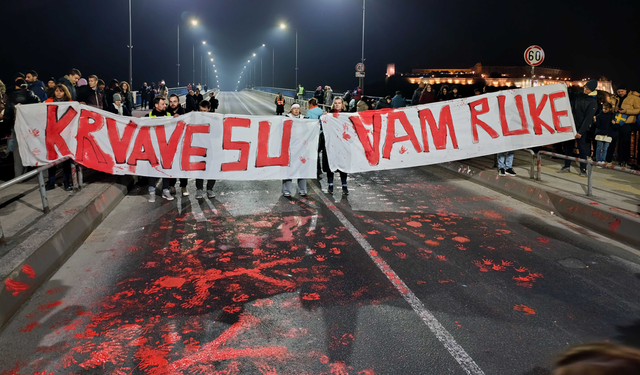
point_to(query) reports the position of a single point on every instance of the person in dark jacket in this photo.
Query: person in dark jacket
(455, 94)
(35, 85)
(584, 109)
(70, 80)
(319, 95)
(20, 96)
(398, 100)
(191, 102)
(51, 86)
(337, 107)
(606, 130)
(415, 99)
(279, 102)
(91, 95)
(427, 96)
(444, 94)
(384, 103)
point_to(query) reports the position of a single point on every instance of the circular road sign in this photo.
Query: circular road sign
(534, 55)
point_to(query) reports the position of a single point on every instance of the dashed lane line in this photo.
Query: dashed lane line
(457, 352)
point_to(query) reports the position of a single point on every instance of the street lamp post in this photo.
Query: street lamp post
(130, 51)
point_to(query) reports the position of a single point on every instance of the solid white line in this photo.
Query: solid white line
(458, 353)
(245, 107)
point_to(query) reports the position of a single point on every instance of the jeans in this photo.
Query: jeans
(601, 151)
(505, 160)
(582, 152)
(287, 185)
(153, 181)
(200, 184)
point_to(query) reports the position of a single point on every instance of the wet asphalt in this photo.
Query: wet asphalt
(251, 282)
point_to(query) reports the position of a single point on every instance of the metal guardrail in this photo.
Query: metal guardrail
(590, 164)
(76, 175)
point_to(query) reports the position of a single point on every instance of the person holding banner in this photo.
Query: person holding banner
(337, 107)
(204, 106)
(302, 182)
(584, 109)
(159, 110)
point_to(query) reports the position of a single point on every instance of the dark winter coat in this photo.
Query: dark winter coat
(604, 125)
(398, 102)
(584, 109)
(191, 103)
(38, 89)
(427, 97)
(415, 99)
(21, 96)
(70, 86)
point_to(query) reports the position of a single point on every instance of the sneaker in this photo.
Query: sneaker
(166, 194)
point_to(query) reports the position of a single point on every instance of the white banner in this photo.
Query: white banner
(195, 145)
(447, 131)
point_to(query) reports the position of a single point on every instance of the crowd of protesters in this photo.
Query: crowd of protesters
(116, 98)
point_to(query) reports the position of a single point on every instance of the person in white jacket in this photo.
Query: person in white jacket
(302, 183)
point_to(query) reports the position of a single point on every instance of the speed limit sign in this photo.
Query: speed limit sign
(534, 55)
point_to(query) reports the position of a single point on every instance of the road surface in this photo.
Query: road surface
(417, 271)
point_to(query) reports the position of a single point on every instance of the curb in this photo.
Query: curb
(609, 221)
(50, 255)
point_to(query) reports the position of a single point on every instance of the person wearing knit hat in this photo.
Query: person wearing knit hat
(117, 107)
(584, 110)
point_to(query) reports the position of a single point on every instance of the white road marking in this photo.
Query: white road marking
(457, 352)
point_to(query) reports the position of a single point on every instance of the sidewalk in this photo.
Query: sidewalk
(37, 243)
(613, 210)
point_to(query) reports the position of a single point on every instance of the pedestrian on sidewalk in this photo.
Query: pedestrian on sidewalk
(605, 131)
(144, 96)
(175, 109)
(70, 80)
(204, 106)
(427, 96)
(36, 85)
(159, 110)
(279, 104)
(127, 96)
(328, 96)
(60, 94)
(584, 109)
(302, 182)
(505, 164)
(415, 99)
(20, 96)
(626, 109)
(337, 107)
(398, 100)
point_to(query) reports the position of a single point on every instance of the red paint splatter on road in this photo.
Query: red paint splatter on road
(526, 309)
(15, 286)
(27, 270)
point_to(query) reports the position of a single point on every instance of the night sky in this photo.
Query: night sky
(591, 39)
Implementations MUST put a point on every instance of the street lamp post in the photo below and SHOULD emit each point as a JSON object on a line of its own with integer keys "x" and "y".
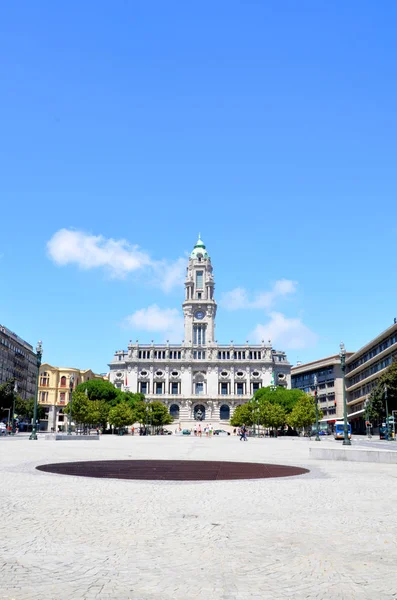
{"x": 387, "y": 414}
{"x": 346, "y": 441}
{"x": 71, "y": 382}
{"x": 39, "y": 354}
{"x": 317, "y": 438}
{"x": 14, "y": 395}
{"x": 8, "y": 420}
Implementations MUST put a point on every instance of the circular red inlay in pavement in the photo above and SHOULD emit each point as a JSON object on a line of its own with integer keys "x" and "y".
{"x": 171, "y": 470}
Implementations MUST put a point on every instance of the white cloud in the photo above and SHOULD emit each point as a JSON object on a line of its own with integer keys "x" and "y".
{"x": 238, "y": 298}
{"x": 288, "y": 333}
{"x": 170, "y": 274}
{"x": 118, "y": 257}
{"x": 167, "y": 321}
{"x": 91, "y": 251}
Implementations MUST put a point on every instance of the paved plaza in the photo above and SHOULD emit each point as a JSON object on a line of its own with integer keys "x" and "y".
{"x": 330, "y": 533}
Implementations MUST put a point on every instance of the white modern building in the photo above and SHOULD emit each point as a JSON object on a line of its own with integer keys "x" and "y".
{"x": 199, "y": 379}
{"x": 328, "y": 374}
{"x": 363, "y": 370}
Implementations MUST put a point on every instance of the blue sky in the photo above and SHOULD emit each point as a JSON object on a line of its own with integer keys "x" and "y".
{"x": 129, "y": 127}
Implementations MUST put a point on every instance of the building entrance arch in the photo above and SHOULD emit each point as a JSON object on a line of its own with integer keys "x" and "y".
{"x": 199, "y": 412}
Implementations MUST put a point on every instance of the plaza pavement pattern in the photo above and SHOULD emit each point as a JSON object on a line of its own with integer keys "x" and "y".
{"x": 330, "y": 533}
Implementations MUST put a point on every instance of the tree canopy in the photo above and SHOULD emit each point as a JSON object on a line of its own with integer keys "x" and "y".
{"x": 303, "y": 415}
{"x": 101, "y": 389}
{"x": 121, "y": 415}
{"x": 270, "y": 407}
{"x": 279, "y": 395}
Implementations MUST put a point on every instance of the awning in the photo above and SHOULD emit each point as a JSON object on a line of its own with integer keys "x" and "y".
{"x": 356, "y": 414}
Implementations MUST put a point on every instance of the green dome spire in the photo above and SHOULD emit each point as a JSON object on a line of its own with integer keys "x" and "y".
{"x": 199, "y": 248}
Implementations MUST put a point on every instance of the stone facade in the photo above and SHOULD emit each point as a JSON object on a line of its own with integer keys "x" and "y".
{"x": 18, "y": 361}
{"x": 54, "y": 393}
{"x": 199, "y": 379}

**Work required:**
The required output is the listing above reproduced exactly, pictures removed.

**Result of the exercise:**
point_to(query) reports the position of a single point on every instance of the person in dark jacket in this photo.
Query: person in dark jacket
(455, 94)
(35, 85)
(584, 109)
(70, 80)
(319, 95)
(20, 96)
(398, 100)
(191, 102)
(51, 86)
(337, 107)
(606, 130)
(415, 99)
(279, 102)
(91, 95)
(427, 96)
(444, 94)
(384, 103)
point_to(query) reports the position of a single point on every instance of the circular road sign in this photo.
Query: circular road sign
(534, 55)
point_to(query) reports the position of a single point on every instance of the dashed lane line in this photo.
Query: dashed lane line
(457, 352)
point_to(query) reports the position of a single point on every instance of the street lamp post in this photo.
Query: street lamp post
(130, 51)
point_to(query) reports the position of a single point on every instance of the solid white line in this photo.
Query: solid white line
(458, 353)
(245, 107)
point_to(query) reports the position of a single point on every instance of the jeans in this photo.
Query: jeans
(601, 151)
(505, 160)
(582, 152)
(287, 185)
(153, 181)
(200, 184)
point_to(query) reports the position of a single point on every instance of the wet asphalt in this photo.
Query: wet asphalt
(251, 282)
point_to(query) reports the position of a single point on every instance of the metal guardrail in this photo.
Query: metal guardrail
(590, 164)
(76, 175)
point_to(query) reports the position of a single point on every instance of the person holding banner in this photo.
Query: person holding banner
(337, 107)
(204, 106)
(302, 182)
(584, 109)
(159, 110)
point_to(query) reports the position of a single point on every instance of the dark winter coat in this photo.
Query: dark winter coat
(604, 125)
(398, 102)
(584, 109)
(191, 103)
(38, 89)
(427, 97)
(415, 99)
(21, 96)
(70, 86)
point_to(query) reports the position of a single point on every instance of the sneaker in this photo.
Query: sneaker
(166, 194)
point_to(query) reports the position of a single point on every instance of the white banner in this photo.
Query: white banner
(195, 145)
(447, 131)
point_to(query) reports the position of a single point on every instance of the crowd of protesters in this photo.
Query: crowd of protesters
(116, 98)
point_to(query) reports the position of a single point on every instance of the person in white jacket in this photo.
Query: person in white jacket
(302, 183)
point_to(query) reports the position of a single point on every instance of the speed limit sign in this photo.
Query: speed limit sign
(534, 55)
point_to(query) reports the position of a single point on every instance of the road surface in this photo.
Query: road surface
(417, 271)
point_to(query) reports the position of a single point on every instance of the curb in this photo.
Query: curb
(609, 221)
(50, 255)
point_to(query) reports the position of a single point on every instance of the person wearing knit hat in this photo.
Query: person wearing knit hat
(117, 107)
(584, 110)
point_to(query) reports the position of a single point on every instance of the white road marking in this photo.
Query: white road marking
(457, 352)
point_to(query) reports the position of a single point on every instance of the sidewalk in this photo.
Query: sidewalk
(37, 243)
(613, 210)
point_to(query) reports the position of a single point on every instance of the pedestrian on sidewalk in this photo.
Query: pedestrian on sidewalk
(605, 131)
(144, 96)
(175, 109)
(70, 80)
(204, 106)
(427, 96)
(36, 85)
(159, 110)
(279, 104)
(127, 96)
(328, 96)
(60, 94)
(584, 109)
(302, 182)
(505, 164)
(415, 99)
(20, 96)
(626, 109)
(337, 107)
(398, 100)
point_to(query) reports the position of a single point on every instance of the red paint splatter on road in this photo.
Query: red paint splatter on road
(526, 309)
(15, 286)
(27, 270)
point_to(query) reports the position of a single point on every instance of the night sky in this photo.
Query: night sky
(591, 39)
Implementations MUST put a point on every instance of the street lamp post in the photo below and SHOULD emit each point as a JSON object on a line of its own with integer keys "x" and "y".
{"x": 387, "y": 414}
{"x": 346, "y": 441}
{"x": 71, "y": 382}
{"x": 39, "y": 354}
{"x": 317, "y": 438}
{"x": 14, "y": 395}
{"x": 8, "y": 420}
Implementations MUST put a point on every instance of the circular red inlay in pavement in the photo above and SHOULD emit each point as a JSON object on a line of its own with integer keys "x" and "y".
{"x": 171, "y": 470}
Implementations MUST put a point on every instance of the white cloud in the photo above and SHOULD emit each point as a JSON object on a line of its own with integer keys "x" and "y".
{"x": 238, "y": 298}
{"x": 288, "y": 333}
{"x": 170, "y": 274}
{"x": 118, "y": 257}
{"x": 167, "y": 321}
{"x": 91, "y": 251}
Implementations MUST put a point on every instance of the paved plaza in the photo above and SHOULD emit each point as a JSON object on a line of its own with integer keys "x" and "y".
{"x": 330, "y": 533}
Implementations MUST put a point on every instance of the white modern building in the photo above and SHOULD emit each point as a JSON object on a line of its own with integer keys "x" and "y".
{"x": 199, "y": 379}
{"x": 328, "y": 374}
{"x": 363, "y": 370}
Implementations MUST put a point on every instance of the blue sky in the photo above and SHOULD emit each point as a JSON object on a line of its own with integer keys "x" and "y".
{"x": 129, "y": 127}
Implementations MUST put a point on every instance of the building entrance arch in the photo above and SHOULD emit each point as a JSON object on a line of its own with integer keys "x" and "y".
{"x": 199, "y": 412}
Implementations MUST put a point on every instance of the plaza pavement pattern in the photo above and SHOULD emit each point as a JSON object on a line of its own with integer keys "x" and "y".
{"x": 330, "y": 533}
Implementations MUST put a point on every instance of the tree canopy in the photo above and SHOULD emit each point as a JSON object on a line of its own with integer keys "x" and "y".
{"x": 303, "y": 415}
{"x": 101, "y": 389}
{"x": 121, "y": 415}
{"x": 270, "y": 407}
{"x": 279, "y": 395}
Implementations MUST put a point on every instance of the awning in the photo above and SHOULD emit each point as a JSON object on a line of its own with integer keys "x" and "y".
{"x": 356, "y": 414}
Implementations MUST put a point on every instance of the green dome spire in the photo above and SHOULD emit each point as a JSON object on a line of its own with integer keys "x" and "y".
{"x": 199, "y": 248}
Implementations MUST put a point on every instance of the stone facade in the photo above and SHOULD emit each point as a JSON object on a line of its own with integer keys "x" and "y".
{"x": 18, "y": 361}
{"x": 54, "y": 393}
{"x": 199, "y": 379}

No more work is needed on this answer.